Collected data entries:
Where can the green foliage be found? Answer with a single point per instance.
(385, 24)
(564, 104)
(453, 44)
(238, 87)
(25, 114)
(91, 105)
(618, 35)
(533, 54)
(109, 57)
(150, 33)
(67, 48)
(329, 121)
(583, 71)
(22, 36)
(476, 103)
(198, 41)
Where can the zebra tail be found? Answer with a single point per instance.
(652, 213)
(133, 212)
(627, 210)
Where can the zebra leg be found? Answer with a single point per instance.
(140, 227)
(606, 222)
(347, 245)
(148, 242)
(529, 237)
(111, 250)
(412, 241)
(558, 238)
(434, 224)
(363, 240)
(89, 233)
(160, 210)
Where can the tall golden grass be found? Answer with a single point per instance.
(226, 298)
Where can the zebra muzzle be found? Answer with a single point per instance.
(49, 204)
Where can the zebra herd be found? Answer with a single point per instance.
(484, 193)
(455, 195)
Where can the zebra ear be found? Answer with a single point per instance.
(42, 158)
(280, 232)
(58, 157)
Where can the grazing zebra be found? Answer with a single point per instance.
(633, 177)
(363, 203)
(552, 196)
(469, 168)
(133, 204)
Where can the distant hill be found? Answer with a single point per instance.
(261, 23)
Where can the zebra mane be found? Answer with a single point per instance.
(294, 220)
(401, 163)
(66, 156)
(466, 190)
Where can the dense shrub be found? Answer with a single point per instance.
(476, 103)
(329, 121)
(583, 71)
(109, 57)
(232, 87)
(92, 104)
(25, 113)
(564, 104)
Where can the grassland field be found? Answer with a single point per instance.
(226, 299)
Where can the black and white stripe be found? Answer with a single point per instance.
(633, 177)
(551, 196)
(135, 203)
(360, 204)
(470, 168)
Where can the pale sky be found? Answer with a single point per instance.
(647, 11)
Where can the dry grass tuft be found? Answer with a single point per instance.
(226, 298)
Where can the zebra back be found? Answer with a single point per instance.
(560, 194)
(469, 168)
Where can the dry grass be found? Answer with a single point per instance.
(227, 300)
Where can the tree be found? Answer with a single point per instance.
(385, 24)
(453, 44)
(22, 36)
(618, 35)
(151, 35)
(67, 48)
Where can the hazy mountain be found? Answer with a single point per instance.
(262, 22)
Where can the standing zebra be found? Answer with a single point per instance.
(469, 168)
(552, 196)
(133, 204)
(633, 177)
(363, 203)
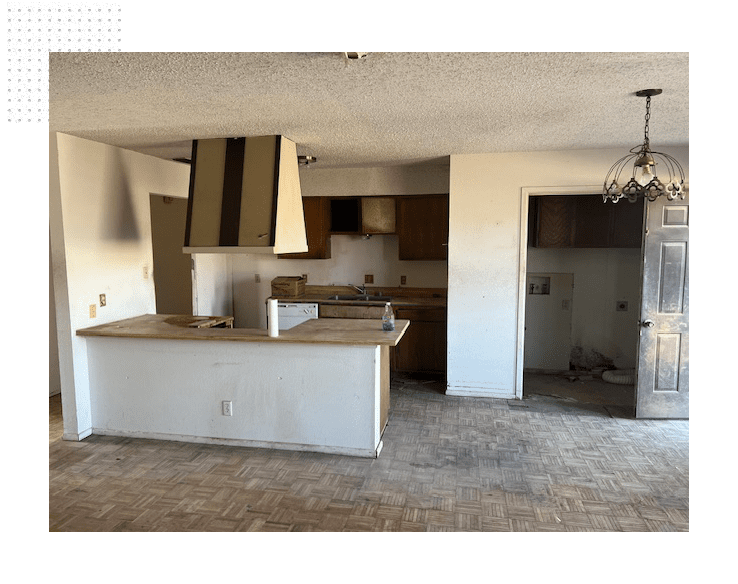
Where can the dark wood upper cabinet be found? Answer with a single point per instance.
(317, 216)
(584, 221)
(422, 226)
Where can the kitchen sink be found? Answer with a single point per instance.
(361, 297)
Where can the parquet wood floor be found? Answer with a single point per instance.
(448, 464)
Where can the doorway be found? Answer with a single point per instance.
(569, 239)
(172, 268)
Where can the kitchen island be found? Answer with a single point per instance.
(321, 386)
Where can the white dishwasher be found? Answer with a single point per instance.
(291, 314)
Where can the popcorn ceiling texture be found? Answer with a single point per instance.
(386, 109)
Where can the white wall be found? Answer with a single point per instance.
(484, 267)
(100, 241)
(602, 277)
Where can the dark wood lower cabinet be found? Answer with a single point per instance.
(423, 346)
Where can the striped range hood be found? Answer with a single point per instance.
(245, 197)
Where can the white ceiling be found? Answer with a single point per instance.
(389, 108)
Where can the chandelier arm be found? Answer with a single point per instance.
(622, 163)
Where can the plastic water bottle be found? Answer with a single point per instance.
(388, 318)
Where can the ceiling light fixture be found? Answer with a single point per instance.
(643, 181)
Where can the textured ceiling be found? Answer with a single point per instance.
(388, 108)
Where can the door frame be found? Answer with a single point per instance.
(525, 194)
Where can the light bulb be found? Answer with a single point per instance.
(646, 175)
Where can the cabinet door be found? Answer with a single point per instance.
(422, 226)
(423, 346)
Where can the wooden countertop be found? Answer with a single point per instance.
(397, 302)
(401, 297)
(340, 331)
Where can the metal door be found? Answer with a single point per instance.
(663, 348)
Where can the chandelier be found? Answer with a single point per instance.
(643, 181)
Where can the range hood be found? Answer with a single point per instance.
(245, 197)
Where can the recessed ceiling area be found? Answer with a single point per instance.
(387, 108)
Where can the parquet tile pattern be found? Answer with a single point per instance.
(448, 464)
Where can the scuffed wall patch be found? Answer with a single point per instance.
(584, 358)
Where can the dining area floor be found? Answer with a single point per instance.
(561, 459)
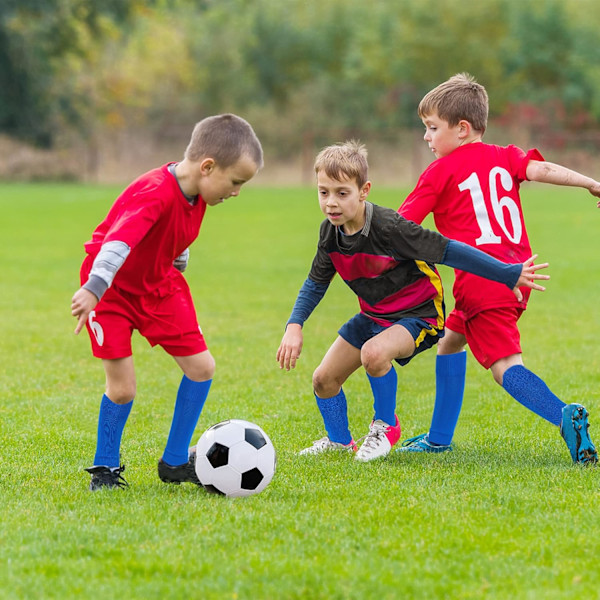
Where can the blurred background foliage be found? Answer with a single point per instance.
(304, 72)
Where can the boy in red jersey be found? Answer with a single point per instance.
(388, 262)
(131, 279)
(473, 192)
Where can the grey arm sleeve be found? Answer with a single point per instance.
(110, 259)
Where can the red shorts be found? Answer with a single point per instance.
(165, 317)
(492, 334)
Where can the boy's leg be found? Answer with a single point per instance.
(533, 393)
(340, 361)
(377, 355)
(193, 390)
(114, 411)
(450, 374)
(494, 339)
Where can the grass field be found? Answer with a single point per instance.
(506, 515)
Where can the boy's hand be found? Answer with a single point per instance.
(595, 191)
(82, 304)
(290, 347)
(528, 274)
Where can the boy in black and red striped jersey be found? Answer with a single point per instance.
(388, 262)
(473, 192)
(132, 279)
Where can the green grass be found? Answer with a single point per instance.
(505, 515)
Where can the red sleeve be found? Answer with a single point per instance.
(520, 159)
(136, 214)
(422, 200)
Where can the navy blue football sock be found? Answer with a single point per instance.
(450, 373)
(188, 406)
(334, 411)
(384, 396)
(528, 389)
(111, 422)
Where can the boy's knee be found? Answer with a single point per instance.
(201, 368)
(121, 393)
(373, 360)
(324, 386)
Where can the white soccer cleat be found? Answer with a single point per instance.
(326, 445)
(379, 441)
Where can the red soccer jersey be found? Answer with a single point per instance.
(473, 194)
(154, 218)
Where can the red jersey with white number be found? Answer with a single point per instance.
(473, 194)
(154, 218)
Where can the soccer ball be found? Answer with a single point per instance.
(235, 458)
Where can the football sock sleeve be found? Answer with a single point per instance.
(334, 411)
(450, 373)
(384, 396)
(111, 422)
(190, 400)
(528, 389)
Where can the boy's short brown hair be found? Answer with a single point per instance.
(346, 160)
(459, 98)
(224, 138)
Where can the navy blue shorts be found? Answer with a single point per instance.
(360, 328)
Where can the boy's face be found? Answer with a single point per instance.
(342, 202)
(216, 184)
(441, 137)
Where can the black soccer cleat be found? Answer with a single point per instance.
(106, 477)
(179, 473)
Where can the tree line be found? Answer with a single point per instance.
(69, 68)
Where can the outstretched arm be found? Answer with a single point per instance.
(309, 296)
(528, 275)
(546, 172)
(466, 258)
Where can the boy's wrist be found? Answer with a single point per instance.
(96, 285)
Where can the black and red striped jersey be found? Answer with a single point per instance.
(389, 265)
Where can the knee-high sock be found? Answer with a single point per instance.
(334, 411)
(450, 373)
(111, 422)
(188, 406)
(384, 396)
(528, 389)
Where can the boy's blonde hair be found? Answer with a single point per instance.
(224, 138)
(346, 160)
(459, 98)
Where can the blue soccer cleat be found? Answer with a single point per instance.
(421, 443)
(574, 430)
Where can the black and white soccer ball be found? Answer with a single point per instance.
(235, 458)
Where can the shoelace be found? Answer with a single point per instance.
(113, 476)
(376, 433)
(411, 441)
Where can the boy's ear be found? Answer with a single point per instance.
(364, 192)
(207, 165)
(464, 128)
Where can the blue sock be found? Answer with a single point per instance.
(384, 396)
(450, 373)
(334, 411)
(528, 389)
(111, 422)
(188, 406)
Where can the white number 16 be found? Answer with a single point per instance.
(488, 236)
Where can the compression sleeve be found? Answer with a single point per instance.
(309, 296)
(109, 260)
(466, 258)
(180, 263)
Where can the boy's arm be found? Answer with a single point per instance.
(466, 258)
(546, 172)
(109, 260)
(180, 263)
(309, 296)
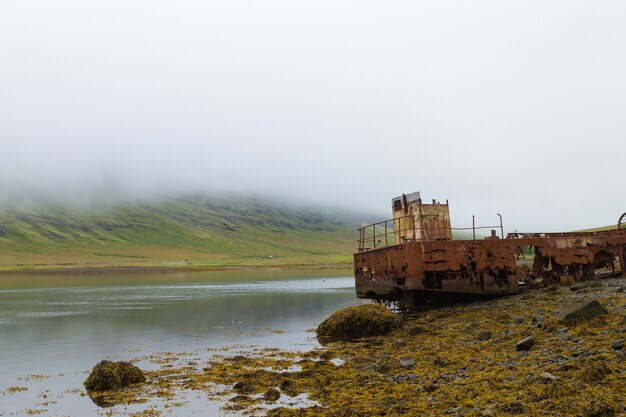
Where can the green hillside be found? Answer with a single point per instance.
(192, 231)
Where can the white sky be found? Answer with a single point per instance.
(517, 107)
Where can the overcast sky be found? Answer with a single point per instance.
(516, 107)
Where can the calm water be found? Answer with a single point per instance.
(53, 329)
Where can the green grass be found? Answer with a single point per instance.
(211, 231)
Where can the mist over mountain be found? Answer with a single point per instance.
(192, 228)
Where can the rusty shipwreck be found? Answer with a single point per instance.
(412, 259)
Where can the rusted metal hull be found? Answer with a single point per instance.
(412, 272)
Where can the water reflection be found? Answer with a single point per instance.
(61, 326)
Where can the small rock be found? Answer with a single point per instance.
(107, 375)
(484, 335)
(539, 318)
(584, 311)
(243, 387)
(406, 362)
(525, 344)
(548, 377)
(472, 325)
(272, 395)
(439, 361)
(429, 387)
(399, 343)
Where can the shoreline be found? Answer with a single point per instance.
(114, 269)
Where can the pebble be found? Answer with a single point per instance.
(406, 362)
(484, 335)
(525, 344)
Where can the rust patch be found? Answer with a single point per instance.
(412, 259)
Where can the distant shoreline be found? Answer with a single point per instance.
(167, 269)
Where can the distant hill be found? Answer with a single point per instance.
(186, 231)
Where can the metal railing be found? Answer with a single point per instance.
(386, 232)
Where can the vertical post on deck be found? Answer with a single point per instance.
(473, 228)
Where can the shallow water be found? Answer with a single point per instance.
(53, 329)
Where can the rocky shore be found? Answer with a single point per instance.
(556, 351)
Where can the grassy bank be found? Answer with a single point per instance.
(193, 232)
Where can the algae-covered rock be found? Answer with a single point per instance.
(584, 311)
(271, 395)
(358, 321)
(525, 344)
(107, 376)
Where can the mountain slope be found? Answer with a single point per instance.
(200, 229)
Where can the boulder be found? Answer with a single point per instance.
(525, 344)
(359, 321)
(107, 376)
(584, 311)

• [What the task asks] The answer should hold exactly the lines running from the one with "Where can the boulder" to the final line of the data, both ends counted.

• [Response to the task]
Where can the boulder be found? Answer with a single point per instance.
(525, 344)
(359, 321)
(107, 376)
(584, 311)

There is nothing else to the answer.